**WORK ITEM**
Your reply should hold exactly the lines from the one that contains "Can you find the ski goggles?" through the end of the data. Repeat them word for word.

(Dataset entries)
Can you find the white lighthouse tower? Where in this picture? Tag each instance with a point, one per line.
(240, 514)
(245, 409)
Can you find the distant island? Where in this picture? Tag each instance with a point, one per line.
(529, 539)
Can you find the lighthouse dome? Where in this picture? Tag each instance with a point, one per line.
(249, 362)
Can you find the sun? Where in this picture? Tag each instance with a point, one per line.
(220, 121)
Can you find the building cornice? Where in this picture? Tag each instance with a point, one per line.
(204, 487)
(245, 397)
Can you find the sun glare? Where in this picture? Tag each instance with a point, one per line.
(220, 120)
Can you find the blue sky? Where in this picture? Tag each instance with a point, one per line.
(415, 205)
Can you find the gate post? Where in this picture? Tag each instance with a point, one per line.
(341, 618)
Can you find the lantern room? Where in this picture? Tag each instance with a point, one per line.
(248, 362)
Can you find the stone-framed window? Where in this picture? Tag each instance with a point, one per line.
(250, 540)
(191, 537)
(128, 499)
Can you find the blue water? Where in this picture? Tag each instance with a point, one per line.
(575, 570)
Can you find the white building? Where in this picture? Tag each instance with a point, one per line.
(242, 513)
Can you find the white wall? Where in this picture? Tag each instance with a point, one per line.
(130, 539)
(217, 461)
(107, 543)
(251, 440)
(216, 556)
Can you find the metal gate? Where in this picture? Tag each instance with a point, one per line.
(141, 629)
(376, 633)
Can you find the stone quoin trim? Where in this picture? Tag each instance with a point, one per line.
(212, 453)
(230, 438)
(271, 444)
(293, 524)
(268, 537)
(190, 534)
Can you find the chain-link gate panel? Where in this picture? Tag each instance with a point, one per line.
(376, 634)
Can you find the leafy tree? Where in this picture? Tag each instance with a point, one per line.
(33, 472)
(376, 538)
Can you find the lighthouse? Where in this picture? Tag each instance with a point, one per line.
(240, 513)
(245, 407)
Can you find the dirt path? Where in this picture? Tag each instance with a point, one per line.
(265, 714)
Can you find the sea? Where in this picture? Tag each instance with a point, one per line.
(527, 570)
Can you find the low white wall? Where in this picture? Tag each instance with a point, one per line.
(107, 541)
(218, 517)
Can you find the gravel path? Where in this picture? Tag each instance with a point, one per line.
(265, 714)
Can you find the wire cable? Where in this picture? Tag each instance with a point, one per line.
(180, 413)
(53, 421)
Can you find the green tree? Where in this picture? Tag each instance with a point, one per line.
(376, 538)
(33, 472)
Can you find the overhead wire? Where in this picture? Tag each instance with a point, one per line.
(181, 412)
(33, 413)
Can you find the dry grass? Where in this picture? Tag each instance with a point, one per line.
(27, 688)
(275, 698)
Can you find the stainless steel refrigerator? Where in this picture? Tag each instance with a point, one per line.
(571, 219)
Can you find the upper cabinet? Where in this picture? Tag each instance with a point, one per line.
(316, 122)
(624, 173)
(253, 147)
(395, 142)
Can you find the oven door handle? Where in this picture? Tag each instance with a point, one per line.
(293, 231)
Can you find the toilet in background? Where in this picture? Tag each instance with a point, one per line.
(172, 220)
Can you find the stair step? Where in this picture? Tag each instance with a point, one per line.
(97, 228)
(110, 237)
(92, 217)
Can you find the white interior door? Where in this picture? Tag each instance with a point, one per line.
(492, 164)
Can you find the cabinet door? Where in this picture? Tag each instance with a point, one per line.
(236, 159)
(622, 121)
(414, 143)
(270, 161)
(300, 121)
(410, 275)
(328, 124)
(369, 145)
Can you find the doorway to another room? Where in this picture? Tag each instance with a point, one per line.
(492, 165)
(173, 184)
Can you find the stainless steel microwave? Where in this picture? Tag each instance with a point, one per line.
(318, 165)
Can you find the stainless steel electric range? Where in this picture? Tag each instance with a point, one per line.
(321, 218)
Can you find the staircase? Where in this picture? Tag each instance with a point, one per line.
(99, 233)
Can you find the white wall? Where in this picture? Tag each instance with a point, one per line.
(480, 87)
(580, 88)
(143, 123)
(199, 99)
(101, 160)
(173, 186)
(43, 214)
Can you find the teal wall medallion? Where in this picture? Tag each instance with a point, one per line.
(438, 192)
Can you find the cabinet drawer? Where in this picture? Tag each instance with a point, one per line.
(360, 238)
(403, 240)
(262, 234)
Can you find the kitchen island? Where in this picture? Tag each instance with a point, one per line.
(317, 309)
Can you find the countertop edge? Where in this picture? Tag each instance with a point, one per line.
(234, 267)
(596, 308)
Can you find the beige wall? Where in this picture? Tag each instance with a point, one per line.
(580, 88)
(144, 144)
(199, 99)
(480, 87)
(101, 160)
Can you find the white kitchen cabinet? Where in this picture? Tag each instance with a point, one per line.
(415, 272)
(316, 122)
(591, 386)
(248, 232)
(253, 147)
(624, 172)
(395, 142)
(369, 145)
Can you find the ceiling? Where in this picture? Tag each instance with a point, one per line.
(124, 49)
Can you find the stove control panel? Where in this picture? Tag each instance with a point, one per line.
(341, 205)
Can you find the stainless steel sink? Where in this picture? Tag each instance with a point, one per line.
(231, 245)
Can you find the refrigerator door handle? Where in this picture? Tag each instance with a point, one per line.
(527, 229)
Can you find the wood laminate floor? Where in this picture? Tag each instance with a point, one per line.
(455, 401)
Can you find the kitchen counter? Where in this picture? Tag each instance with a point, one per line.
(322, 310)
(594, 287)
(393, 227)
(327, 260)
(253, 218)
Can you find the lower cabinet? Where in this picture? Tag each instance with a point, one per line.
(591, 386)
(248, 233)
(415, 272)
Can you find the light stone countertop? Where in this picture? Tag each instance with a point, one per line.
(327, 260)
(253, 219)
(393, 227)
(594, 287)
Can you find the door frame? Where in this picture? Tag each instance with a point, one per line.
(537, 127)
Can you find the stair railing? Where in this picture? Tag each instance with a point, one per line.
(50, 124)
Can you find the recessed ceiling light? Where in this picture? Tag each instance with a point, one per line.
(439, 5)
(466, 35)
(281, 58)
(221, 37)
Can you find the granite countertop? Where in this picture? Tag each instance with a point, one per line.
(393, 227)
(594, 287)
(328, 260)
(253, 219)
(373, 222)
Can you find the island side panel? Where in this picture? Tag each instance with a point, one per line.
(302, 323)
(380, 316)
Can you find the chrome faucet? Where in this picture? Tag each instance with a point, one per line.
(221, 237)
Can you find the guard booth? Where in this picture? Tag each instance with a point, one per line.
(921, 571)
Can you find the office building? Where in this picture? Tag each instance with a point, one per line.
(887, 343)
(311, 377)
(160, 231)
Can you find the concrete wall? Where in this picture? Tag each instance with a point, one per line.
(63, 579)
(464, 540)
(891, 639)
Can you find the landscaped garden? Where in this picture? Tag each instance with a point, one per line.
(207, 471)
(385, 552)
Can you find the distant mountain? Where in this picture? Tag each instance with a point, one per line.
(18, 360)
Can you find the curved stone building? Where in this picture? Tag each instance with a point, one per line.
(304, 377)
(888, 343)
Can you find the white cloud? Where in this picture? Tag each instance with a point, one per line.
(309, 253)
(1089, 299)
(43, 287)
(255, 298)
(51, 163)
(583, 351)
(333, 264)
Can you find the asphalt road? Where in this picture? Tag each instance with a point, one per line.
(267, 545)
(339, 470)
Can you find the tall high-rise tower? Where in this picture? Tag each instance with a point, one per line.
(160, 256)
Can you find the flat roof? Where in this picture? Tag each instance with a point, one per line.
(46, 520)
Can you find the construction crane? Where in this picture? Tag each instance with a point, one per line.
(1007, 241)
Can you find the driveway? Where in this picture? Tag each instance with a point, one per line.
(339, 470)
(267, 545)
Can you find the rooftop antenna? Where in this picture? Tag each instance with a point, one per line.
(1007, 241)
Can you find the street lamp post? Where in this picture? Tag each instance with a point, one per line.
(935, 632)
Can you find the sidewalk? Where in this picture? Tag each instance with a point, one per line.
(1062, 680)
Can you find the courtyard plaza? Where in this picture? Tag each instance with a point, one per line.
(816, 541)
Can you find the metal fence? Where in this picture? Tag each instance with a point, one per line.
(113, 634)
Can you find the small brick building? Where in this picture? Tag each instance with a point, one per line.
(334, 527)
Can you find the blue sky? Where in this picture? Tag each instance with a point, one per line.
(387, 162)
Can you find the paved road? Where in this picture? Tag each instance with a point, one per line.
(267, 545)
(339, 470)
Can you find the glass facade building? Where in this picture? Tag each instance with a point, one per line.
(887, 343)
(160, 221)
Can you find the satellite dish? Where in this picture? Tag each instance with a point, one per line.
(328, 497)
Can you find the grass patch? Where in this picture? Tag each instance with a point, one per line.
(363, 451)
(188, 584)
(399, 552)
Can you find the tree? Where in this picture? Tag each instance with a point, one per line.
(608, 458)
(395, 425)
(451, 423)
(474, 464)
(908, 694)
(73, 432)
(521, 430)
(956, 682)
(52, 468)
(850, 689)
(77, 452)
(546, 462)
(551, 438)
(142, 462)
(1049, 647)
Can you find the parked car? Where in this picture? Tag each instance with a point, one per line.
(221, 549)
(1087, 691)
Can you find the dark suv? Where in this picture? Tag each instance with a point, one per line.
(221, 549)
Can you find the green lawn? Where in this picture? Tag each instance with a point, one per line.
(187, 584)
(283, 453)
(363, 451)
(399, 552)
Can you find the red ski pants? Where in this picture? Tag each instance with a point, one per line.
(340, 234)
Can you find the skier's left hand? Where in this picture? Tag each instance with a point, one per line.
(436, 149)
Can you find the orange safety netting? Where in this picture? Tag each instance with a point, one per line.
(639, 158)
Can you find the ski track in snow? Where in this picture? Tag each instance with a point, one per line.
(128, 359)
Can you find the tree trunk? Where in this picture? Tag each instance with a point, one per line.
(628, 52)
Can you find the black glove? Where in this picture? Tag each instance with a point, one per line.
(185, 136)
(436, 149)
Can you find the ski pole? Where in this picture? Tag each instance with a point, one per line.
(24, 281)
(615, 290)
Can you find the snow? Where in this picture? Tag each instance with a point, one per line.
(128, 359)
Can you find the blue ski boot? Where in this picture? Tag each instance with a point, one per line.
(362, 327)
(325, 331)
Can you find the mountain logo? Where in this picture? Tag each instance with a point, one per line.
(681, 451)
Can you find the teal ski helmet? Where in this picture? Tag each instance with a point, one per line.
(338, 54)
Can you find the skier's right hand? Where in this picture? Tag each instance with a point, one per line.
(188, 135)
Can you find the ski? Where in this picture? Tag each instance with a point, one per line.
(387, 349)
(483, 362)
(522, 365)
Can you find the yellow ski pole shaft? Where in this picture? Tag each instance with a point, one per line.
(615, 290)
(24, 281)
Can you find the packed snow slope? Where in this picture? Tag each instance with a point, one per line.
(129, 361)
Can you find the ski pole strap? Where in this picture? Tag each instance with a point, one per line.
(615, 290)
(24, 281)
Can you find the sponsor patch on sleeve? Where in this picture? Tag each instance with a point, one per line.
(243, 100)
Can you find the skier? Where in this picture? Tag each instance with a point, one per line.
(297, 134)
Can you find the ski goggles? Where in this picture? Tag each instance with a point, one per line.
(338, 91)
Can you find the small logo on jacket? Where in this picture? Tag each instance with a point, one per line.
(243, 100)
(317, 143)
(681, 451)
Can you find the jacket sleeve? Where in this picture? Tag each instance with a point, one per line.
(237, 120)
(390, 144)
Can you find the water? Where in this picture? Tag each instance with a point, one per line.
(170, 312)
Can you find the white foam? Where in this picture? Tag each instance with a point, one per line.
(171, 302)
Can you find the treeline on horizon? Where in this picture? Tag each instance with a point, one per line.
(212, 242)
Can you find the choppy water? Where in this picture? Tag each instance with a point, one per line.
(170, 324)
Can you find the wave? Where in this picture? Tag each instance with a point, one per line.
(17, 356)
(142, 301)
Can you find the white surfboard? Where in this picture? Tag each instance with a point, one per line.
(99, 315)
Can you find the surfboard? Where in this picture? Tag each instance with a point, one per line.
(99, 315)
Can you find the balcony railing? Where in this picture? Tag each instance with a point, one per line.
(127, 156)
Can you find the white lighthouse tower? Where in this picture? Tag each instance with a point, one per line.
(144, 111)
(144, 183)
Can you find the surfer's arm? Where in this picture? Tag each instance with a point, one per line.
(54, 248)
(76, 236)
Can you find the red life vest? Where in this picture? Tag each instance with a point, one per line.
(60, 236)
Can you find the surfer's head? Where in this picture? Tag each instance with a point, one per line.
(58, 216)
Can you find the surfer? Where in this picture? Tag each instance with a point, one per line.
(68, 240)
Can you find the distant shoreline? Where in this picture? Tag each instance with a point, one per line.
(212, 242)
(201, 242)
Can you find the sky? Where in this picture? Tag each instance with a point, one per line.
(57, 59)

**EXERCISE RESPONSE**
Can you find the ski goggles? Where in this picture? Tag each instance with a point, one per line.
(338, 91)
Can you find the small logo on jacket? Where in this picture? Tag each instance with a point, one per line.
(243, 100)
(317, 143)
(681, 451)
Can you find the jacket sleeve? Where in this picture? Tag each instance with a point, one per line.
(237, 120)
(390, 144)
Can you find the water? Where in this picture? Tag each instance with a point, one per line.
(170, 312)
Can you find the white foam? Where in this picture? Tag each instance with a point, one per line.
(171, 302)
Can you find the treeline on horizon? Where in this picture? Tag each instance with a point, one per line.
(212, 242)
Can you find the choppy water? Where in this picture? Tag each instance with a point, one per line.
(170, 324)
Can you find the wave? Where in this picture? Tag each instance with a point, one per line.
(17, 356)
(142, 301)
Can you find the white surfboard? Where in this picture? Tag each instance with a point, one per line.
(99, 315)
Can you find the surfboard? Where in this picture? Tag each instance with a point, one per line.
(99, 315)
Can you find the balcony railing? Where in this picture? Tag each instance with a point, one per line.
(127, 156)
Can you find the white lighthouse tower? Where in this picture? Tag each instance with a point, one per line.
(144, 111)
(144, 183)
Can you find the surfer's arm? Where in this picture? Tag each instance with a point, one per line.
(54, 248)
(76, 236)
Can you find the red life vest? Where in this picture? Tag each instance with a point, one per line.
(60, 236)
Can you find the surfer's head? Where in this picture? Tag each instance with a point, one per line.
(58, 216)
Can you find the surfer? Where in this picture? Tag each instance with a point, one per line.
(68, 240)
Can you find the distant shoreline? Where in this picture? Tag each instance with a point, one per line.
(212, 242)
(201, 242)
Can you find the sky? Where in this picture? Tag each instance with a point, one per line.
(57, 59)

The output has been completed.